*** Source data

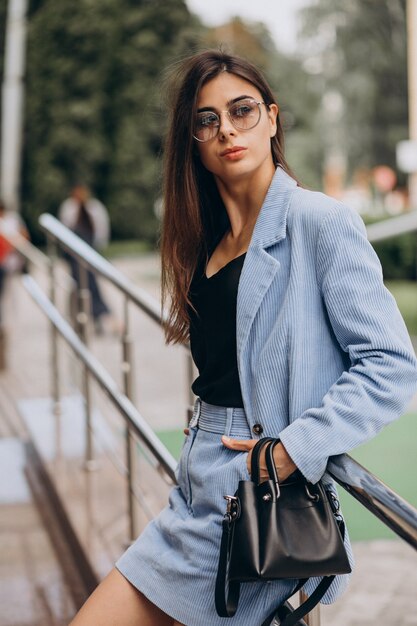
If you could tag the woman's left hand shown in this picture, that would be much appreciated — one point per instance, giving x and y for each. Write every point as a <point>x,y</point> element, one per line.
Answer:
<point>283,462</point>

******
*** Source data

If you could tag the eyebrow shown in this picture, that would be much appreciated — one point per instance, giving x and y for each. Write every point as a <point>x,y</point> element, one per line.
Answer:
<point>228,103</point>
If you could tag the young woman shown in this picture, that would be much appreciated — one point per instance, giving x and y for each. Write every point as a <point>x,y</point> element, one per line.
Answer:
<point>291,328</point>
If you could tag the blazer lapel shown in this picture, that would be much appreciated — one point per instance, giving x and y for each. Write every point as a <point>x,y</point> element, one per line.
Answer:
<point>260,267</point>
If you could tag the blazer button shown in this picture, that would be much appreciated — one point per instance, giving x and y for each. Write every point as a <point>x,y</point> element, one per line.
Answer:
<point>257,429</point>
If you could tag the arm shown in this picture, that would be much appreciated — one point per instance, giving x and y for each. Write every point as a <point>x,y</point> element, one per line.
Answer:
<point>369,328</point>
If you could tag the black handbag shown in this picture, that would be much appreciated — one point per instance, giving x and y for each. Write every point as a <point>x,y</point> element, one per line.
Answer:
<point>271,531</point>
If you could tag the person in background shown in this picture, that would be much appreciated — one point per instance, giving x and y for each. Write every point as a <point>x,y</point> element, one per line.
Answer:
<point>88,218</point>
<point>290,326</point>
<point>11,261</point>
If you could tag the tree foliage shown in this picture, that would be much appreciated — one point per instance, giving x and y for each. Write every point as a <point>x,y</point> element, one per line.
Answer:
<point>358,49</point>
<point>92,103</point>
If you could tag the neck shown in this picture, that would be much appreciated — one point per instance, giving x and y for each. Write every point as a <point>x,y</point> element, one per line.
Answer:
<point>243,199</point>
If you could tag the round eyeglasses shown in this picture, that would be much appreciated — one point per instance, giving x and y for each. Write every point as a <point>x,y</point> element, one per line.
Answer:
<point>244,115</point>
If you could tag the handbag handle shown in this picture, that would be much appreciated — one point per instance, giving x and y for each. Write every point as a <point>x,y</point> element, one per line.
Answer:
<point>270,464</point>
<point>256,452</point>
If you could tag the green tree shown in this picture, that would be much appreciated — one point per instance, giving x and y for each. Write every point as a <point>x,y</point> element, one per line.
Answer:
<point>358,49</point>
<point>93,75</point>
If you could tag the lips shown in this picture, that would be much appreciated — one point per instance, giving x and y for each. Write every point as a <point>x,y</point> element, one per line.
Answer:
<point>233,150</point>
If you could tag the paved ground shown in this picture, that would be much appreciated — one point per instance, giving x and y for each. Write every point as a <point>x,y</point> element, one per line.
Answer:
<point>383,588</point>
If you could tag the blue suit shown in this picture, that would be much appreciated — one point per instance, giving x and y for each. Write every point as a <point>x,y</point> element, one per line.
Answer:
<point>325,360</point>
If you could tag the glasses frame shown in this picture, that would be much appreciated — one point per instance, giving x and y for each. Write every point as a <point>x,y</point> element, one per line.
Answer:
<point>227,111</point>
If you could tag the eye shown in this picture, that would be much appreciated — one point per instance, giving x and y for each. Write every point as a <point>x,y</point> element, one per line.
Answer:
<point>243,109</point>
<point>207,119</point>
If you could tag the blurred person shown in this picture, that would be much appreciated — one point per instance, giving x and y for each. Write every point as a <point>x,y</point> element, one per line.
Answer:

******
*** Source data

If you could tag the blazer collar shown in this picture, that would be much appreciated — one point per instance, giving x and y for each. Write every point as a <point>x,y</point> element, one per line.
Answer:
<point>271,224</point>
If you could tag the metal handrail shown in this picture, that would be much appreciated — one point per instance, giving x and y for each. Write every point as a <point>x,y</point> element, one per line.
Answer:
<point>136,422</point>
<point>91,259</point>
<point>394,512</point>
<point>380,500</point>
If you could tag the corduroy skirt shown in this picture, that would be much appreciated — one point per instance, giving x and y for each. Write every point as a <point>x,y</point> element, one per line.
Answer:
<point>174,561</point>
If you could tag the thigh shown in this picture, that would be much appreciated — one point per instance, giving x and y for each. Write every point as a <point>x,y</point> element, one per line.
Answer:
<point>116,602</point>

******

Convert the material from the line containing "If you could tag the blazer collar" through the line containing "<point>174,561</point>", inclusive, into a JSON array of strings with one string per line and no blank lines.

[
  "If you could tag the blazer collar shown in this picture, that would be much appreciated — one point per instance, giving x and y for each. Write every point as a <point>x,y</point> element, one per line.",
  "Answer:",
  "<point>271,224</point>",
  "If you could tag the metal handrail shown in this picture, that would be much appreciated — one point per instance, giving x and y for each. Write every point as a <point>x,y</point> element, one per line.",
  "Answer:",
  "<point>136,422</point>",
  "<point>91,259</point>",
  "<point>394,512</point>",
  "<point>380,500</point>",
  "If you could tag the corduroy skirt shown in this picture, that would be much appreciated — one point per instance, giving x and y for each. Write every point as a <point>x,y</point> element, one per line.",
  "Answer:",
  "<point>174,561</point>"
]